--- Problem to work on ---
Reproduce the rows from the beginning through the line containing "(1111, 801)", replacing "wood grain plank" with "wooden board" and leaving everything else unchanged.

--- Raw records ---
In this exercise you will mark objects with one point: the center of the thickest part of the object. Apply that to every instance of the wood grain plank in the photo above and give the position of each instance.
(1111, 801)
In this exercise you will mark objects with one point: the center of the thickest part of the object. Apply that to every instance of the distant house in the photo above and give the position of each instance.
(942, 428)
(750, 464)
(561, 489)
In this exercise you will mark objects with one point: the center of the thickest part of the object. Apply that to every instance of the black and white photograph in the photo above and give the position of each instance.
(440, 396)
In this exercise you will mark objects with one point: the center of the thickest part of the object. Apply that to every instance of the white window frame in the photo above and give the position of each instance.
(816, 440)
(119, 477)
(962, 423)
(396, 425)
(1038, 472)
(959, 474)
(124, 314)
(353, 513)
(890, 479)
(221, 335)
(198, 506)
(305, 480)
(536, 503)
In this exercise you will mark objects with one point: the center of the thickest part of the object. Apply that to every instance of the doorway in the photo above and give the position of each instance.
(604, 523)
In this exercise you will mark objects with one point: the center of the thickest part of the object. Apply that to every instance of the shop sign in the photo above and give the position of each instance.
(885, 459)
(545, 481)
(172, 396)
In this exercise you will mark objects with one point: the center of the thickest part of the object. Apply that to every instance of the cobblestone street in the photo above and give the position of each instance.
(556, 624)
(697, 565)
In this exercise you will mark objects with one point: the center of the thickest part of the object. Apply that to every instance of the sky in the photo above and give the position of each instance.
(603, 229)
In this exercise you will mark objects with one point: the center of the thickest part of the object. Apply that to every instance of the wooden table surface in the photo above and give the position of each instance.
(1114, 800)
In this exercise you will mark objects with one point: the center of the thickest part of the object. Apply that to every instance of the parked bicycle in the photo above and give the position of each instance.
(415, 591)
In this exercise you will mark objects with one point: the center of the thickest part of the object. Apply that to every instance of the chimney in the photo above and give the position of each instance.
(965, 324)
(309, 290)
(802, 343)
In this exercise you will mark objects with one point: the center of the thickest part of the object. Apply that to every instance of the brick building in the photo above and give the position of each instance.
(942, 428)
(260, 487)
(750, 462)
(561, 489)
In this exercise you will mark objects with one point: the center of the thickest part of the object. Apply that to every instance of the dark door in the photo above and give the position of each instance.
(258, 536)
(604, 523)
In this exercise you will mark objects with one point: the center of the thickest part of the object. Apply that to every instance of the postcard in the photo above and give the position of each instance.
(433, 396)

--- Written solution ---
In this exercise you will mark objects with one point: the center of the thickest part of the object. Apply that to every instance of the wooden board in the photo above and give the position of each instance.
(1111, 801)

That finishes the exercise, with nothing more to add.